Entries taken from a pointing dataset:
** start **
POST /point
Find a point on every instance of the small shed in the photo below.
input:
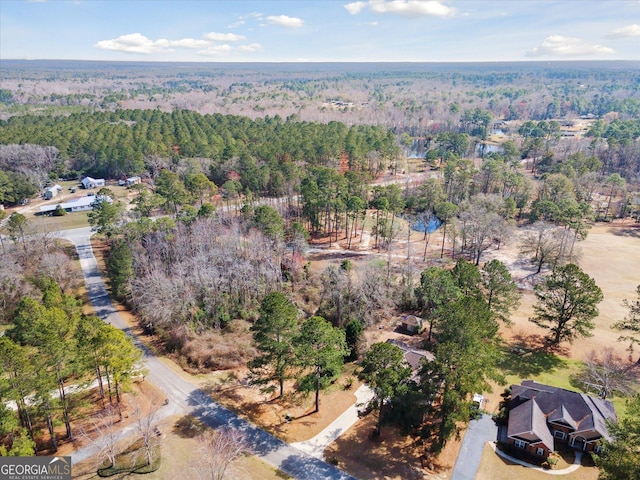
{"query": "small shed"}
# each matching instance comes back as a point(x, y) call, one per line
point(133, 181)
point(412, 324)
point(51, 192)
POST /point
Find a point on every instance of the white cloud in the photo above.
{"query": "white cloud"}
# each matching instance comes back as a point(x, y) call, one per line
point(223, 37)
point(561, 46)
point(252, 47)
point(355, 7)
point(216, 50)
point(134, 43)
point(186, 43)
point(430, 8)
point(138, 43)
point(285, 21)
point(626, 31)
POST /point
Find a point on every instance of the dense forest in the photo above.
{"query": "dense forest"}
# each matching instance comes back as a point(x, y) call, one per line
** end **
Instructions to follow: Copy out the lines above word for word, but leave the pictures out.

Written response:
POST /point
Find a point on every instance of the small shed in the photo below.
input:
{"query": "small shed"}
# each matching instance comes back as a point(x, y) call, one per line
point(133, 181)
point(412, 324)
point(51, 192)
POST /point
Find a point on every instance of the white cloud in the photo above.
{"query": "white cloud"}
# each matching instance comes back as a point(x, y) call, one per line
point(223, 37)
point(561, 46)
point(252, 47)
point(355, 7)
point(216, 50)
point(134, 43)
point(186, 43)
point(430, 8)
point(138, 43)
point(285, 21)
point(626, 31)
POST /point
Find a point on every instance of the dense forest in the photo above.
{"query": "dense forest"}
# each matching instance comes back as a point(x, y) call, one per line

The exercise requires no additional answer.